>>>
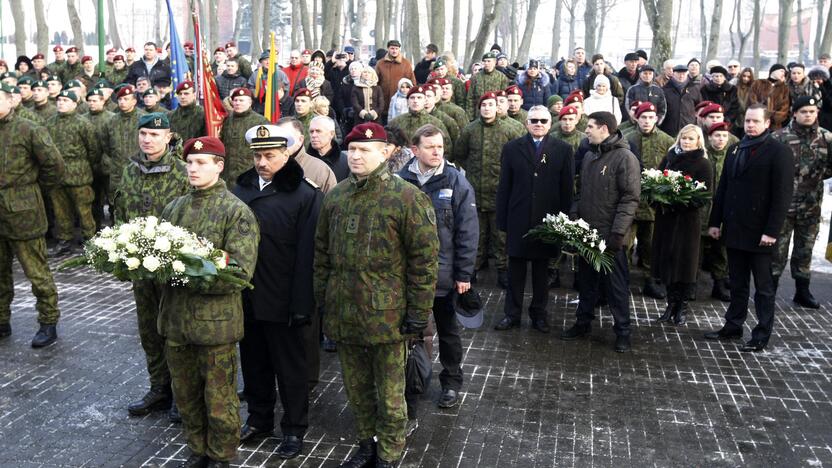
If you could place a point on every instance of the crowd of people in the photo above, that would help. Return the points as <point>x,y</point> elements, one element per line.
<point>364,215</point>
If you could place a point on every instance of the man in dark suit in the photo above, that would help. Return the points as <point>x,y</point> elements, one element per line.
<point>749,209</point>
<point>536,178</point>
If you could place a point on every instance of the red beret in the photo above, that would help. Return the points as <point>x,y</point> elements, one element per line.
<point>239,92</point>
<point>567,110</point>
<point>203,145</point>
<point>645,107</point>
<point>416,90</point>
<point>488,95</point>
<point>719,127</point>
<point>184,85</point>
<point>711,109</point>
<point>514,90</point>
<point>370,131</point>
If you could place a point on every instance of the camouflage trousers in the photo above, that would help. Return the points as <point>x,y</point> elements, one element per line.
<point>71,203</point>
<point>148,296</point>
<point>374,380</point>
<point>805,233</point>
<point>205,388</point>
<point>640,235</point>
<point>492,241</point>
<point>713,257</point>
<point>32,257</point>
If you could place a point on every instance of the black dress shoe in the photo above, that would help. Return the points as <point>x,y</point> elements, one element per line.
<<<
>>>
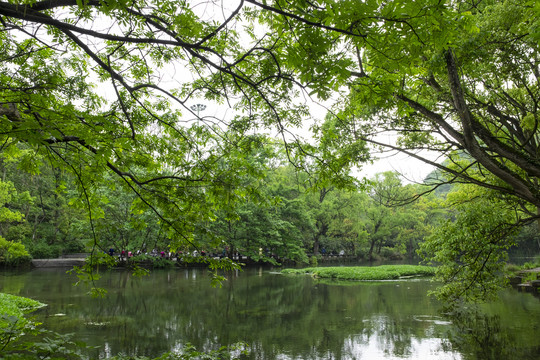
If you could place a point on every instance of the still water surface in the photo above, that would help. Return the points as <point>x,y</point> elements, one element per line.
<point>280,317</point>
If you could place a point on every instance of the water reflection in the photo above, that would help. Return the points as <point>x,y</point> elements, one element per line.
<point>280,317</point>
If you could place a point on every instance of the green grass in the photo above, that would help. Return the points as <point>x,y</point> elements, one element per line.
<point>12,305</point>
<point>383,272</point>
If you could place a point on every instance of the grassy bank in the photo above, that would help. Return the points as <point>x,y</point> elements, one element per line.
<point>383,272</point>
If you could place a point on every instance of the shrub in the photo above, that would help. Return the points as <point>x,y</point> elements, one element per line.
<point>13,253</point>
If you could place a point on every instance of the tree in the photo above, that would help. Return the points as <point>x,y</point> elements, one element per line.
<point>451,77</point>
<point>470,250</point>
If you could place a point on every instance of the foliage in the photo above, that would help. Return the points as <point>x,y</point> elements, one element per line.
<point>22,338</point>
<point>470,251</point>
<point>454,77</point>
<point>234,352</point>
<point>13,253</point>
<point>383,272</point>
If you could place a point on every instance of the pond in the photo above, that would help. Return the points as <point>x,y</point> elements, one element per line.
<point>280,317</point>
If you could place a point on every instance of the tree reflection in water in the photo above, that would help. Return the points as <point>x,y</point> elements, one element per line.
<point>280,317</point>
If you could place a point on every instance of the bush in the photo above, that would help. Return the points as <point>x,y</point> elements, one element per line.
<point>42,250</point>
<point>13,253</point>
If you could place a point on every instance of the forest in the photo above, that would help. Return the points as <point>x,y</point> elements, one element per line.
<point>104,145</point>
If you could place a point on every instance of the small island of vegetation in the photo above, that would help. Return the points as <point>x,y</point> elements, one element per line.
<<<
>>>
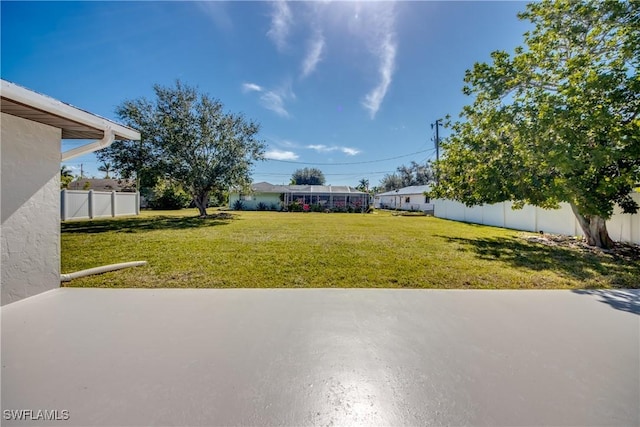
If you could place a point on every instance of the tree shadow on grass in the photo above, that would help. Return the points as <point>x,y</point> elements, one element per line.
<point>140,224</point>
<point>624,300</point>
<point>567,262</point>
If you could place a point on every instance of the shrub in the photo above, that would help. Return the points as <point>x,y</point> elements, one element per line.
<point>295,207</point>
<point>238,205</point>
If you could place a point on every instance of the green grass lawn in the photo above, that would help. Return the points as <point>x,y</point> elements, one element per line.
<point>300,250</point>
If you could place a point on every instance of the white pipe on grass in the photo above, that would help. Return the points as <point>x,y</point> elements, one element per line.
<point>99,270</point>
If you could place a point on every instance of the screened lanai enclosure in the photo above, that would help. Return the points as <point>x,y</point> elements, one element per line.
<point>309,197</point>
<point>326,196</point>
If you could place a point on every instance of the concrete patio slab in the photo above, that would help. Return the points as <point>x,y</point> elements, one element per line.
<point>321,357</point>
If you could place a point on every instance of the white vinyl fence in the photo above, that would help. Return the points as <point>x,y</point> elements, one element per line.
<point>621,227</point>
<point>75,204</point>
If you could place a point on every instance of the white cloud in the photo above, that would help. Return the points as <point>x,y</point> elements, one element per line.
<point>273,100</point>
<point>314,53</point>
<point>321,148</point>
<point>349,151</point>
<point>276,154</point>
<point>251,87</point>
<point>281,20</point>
<<<
Work instructions
Please, from the entries above, set down exactly the lines from the one containing "the tree in" through the one containing "of the small", and only those.

Expected answer
If you could place a point on every instance of the tree in the photo above, that would help. Return the points as <point>x,y</point> elements, one element per line.
<point>451,77</point>
<point>470,250</point>
If you could place a point on every instance of the foliage in the photo above, that would help. Return the points as <point>x,y</point> elements, one element per line.
<point>22,338</point>
<point>470,251</point>
<point>454,77</point>
<point>234,352</point>
<point>13,253</point>
<point>383,272</point>
If you could place a point on every instance of the pond in the photo above, that would help. Return the points as <point>x,y</point> elements, one element per line.
<point>280,317</point>
If you could place a point on every instance of the tree reflection in water in the photo above, that would help. Return the points as <point>x,y</point> elements, one element per line.
<point>280,317</point>
If you could place a point on every instance of the bush in the photo above, that would help. Return the points as <point>x,y</point> elements, one element per line.
<point>42,250</point>
<point>13,253</point>
If you could place a point on every instance of the forest in the photo above, that would help. Return the points as <point>x,y</point> elements, one element per line.
<point>104,145</point>
If you could place a point on every instance of the small island of vegetation in the photo above, that would help. Return the points as <point>x,y</point> elements, one element per line.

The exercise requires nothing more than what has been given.